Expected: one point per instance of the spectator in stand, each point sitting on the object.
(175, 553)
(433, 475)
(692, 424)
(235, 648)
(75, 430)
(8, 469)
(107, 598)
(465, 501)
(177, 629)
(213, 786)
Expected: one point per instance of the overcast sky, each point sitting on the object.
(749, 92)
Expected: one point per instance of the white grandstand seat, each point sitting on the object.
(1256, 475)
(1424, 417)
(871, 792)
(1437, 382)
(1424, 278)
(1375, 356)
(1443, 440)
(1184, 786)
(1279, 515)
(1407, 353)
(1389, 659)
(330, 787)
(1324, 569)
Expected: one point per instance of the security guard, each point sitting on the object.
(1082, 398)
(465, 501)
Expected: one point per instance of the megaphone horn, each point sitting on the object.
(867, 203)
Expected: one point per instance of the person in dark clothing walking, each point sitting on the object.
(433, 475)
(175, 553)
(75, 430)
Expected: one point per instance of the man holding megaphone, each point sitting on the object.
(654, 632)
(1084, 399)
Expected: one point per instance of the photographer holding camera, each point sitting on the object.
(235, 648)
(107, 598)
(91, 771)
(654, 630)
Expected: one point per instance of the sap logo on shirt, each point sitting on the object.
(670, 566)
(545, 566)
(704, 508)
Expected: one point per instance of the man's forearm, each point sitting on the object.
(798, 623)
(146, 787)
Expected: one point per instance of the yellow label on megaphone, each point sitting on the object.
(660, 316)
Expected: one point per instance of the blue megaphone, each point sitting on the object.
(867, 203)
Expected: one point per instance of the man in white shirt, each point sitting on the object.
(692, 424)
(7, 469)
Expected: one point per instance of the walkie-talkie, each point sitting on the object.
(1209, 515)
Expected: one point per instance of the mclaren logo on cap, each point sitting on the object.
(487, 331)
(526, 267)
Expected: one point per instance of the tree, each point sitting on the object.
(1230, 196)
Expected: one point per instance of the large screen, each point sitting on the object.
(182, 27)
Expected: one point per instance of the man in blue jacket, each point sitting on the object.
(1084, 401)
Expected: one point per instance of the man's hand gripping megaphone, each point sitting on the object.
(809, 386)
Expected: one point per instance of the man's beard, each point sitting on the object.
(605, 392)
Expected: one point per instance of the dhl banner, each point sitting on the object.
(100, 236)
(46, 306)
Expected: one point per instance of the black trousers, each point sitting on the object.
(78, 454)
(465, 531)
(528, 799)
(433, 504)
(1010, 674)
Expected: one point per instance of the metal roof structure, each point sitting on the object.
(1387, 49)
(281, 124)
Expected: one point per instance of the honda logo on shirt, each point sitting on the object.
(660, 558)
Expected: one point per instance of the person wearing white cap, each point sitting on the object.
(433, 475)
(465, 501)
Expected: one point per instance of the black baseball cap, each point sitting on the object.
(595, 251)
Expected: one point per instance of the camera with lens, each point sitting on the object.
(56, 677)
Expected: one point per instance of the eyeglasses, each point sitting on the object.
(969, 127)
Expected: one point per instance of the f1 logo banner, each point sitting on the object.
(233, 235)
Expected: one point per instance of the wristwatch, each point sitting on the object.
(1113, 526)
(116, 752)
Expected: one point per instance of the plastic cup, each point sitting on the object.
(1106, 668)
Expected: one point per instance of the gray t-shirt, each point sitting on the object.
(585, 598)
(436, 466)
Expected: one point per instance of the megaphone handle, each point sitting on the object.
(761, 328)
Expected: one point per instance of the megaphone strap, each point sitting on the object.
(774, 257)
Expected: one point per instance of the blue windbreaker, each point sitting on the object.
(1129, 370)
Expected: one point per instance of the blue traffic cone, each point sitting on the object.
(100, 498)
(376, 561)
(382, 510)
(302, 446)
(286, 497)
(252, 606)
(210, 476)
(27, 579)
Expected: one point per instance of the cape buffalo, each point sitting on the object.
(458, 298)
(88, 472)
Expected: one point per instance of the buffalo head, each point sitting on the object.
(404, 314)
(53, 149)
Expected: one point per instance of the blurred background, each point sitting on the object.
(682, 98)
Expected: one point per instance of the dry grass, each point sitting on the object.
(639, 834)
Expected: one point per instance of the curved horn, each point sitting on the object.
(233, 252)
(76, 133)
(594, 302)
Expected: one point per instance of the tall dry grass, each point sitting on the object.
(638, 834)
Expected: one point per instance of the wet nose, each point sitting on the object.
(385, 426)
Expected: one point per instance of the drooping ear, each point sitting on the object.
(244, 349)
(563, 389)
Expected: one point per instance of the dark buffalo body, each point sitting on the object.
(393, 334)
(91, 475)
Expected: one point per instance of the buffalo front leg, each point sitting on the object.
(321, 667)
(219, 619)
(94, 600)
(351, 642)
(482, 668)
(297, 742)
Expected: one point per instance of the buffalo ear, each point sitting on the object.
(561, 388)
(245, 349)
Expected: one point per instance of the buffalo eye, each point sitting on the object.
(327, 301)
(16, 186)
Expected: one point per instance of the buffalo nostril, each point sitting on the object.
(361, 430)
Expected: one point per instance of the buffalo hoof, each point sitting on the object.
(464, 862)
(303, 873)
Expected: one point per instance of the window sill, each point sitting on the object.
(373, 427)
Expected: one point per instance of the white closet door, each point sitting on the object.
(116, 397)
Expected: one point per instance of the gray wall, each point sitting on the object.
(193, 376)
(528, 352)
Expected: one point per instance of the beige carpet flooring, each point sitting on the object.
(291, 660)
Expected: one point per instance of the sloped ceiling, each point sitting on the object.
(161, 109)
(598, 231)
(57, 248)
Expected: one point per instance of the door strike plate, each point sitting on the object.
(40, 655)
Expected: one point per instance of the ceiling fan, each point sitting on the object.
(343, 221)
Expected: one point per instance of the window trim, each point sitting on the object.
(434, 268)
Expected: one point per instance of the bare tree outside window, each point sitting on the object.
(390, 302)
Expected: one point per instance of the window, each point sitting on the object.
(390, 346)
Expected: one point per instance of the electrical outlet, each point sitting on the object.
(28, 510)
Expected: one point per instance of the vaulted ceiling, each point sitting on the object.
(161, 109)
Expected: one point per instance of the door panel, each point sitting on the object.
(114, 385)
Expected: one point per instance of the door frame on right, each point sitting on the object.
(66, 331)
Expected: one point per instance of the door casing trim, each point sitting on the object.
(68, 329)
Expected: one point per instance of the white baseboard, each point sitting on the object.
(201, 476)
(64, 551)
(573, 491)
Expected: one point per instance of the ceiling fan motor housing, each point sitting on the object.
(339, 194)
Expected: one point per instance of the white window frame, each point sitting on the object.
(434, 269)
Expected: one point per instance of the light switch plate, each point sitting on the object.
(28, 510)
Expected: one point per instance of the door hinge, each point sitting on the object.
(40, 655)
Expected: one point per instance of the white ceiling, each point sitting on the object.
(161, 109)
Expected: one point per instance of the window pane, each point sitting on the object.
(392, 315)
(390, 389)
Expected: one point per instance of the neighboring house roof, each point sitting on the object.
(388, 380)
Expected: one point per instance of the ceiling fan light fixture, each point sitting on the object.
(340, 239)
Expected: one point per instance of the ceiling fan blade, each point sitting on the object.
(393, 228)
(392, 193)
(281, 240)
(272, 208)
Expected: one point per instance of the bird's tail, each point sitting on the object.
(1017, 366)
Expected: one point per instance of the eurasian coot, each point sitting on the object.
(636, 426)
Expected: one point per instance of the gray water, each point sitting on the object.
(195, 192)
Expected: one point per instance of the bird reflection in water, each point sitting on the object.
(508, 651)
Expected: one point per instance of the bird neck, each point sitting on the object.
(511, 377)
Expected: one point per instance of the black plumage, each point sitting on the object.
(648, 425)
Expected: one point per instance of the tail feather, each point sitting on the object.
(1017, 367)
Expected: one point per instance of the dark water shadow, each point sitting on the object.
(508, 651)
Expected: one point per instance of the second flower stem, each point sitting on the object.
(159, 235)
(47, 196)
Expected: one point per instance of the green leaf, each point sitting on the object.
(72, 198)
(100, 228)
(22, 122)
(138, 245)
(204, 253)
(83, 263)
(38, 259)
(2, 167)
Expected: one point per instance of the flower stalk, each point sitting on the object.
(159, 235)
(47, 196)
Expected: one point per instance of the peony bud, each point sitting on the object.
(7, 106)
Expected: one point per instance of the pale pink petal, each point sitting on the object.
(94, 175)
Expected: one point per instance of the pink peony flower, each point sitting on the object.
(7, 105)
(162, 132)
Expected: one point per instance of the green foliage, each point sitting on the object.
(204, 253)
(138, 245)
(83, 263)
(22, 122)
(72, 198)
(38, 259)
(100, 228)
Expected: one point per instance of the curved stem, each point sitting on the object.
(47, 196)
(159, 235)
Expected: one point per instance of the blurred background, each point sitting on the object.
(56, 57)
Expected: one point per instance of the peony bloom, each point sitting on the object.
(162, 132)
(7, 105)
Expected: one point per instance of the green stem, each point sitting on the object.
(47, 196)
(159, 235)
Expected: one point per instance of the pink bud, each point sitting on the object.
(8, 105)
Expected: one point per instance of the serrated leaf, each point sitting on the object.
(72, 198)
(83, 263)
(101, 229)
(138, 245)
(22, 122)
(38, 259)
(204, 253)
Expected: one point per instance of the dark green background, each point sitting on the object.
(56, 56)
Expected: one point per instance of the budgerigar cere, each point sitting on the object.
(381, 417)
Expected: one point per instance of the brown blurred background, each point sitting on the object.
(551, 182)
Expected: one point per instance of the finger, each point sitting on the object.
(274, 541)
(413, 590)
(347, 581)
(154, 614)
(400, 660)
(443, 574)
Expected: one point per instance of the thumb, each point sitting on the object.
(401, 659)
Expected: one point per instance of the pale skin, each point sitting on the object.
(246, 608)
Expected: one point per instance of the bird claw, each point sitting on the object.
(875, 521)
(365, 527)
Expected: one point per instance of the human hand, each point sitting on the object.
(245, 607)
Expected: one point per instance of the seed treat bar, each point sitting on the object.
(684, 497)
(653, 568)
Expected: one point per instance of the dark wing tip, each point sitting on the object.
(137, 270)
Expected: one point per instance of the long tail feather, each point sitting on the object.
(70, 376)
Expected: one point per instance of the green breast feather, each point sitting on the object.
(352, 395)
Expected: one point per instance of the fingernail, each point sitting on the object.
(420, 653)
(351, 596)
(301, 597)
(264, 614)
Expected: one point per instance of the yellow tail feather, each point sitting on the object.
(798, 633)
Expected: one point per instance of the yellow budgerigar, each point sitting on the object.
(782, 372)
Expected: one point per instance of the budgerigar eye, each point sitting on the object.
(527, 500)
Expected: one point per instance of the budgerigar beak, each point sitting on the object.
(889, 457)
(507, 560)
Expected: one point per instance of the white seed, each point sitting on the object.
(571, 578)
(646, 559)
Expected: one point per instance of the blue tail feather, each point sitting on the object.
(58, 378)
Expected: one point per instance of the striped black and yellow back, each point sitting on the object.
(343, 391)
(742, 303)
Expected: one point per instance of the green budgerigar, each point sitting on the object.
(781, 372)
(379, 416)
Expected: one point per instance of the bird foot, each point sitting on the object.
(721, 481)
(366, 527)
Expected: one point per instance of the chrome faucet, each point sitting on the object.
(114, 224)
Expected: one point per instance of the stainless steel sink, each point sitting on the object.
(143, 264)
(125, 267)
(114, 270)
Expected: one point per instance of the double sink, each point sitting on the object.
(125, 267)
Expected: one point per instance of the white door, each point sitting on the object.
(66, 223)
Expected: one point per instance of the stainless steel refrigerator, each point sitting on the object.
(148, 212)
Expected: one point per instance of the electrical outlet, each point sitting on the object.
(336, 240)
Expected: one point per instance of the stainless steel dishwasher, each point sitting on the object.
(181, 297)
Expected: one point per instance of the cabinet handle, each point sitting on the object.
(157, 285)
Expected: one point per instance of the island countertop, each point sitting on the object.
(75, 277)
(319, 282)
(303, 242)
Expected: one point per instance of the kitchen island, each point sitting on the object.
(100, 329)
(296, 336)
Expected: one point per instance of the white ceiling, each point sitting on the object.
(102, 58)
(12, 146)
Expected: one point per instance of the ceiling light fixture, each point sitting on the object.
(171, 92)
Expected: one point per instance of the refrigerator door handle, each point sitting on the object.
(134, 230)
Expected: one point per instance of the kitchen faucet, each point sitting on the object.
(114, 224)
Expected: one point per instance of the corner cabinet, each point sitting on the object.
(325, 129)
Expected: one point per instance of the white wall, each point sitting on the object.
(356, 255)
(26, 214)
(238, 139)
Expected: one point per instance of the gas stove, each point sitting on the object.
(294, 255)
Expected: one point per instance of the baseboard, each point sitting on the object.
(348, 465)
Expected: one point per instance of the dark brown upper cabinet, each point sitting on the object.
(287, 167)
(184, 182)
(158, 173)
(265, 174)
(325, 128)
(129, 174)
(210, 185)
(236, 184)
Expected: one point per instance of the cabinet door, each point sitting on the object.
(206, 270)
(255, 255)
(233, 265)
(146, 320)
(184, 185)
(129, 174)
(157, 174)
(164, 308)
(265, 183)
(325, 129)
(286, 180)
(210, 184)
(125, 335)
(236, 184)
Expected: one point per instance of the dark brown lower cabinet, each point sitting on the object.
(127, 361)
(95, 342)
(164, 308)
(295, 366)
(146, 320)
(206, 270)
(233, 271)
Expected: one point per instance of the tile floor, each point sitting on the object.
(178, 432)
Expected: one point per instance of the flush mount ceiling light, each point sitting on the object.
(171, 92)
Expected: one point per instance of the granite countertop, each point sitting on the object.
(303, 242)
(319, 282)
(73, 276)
————————
The lines to reproduce run from the line containing "Expected: one point per instance of the cabinet door, each" to the end of the listing; write them out exactly and add nothing.

Final result:
Expected: one point per instance of the cabinet door, each point sitting on the object.
(206, 270)
(255, 255)
(233, 265)
(146, 320)
(184, 185)
(129, 174)
(157, 174)
(164, 308)
(265, 183)
(325, 129)
(286, 180)
(210, 184)
(125, 335)
(236, 184)
Expected: one point per instance of the dark brown lower cabinet, each point sitting on the object.
(127, 361)
(95, 342)
(164, 308)
(295, 366)
(146, 320)
(206, 270)
(233, 271)
Expected: one point per instance of the tile floor, each point sitting on the object.
(178, 432)
Expected: one point per instance of the flush mount ceiling light, each point sitting on the object.
(171, 92)
Expected: one point per instance of the granite countertop, each point sitting on the object.
(303, 242)
(319, 282)
(73, 276)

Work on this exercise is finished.